━━━ Recorded data

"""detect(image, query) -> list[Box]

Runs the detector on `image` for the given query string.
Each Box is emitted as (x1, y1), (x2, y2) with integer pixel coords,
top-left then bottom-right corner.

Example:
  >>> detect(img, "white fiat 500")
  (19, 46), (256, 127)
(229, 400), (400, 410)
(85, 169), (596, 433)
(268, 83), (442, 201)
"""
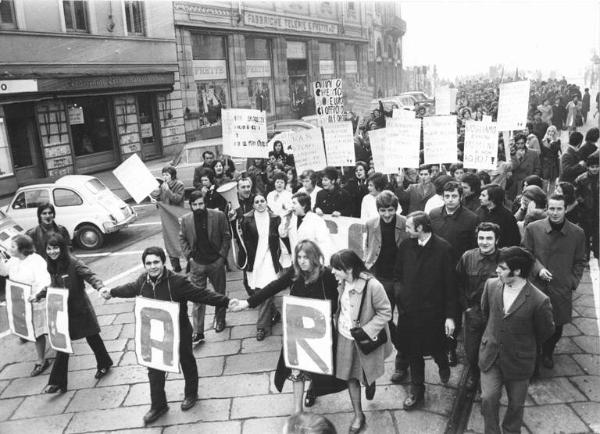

━━━━━━

# Do this
Convert every line in the items above into a JSON list of strings, one string per line. Skip blank lines and leave out the pictures.

# Written solution
[
  "\"\"\"detect(image, query) -> list[Box]",
  "Runs the detector on `image` for the given query string.",
  "Each Box is emitted as (x1, y1), (x2, y2) with integer pixel coords,",
  "top-left then bottom-right corner.",
  "Example:",
  "  >>> detect(img, \"white fiat 500\")",
  "  (19, 46), (256, 127)",
  "(229, 400), (400, 410)",
  "(85, 169), (596, 433)",
  "(268, 83), (442, 201)",
  "\"\"\""
]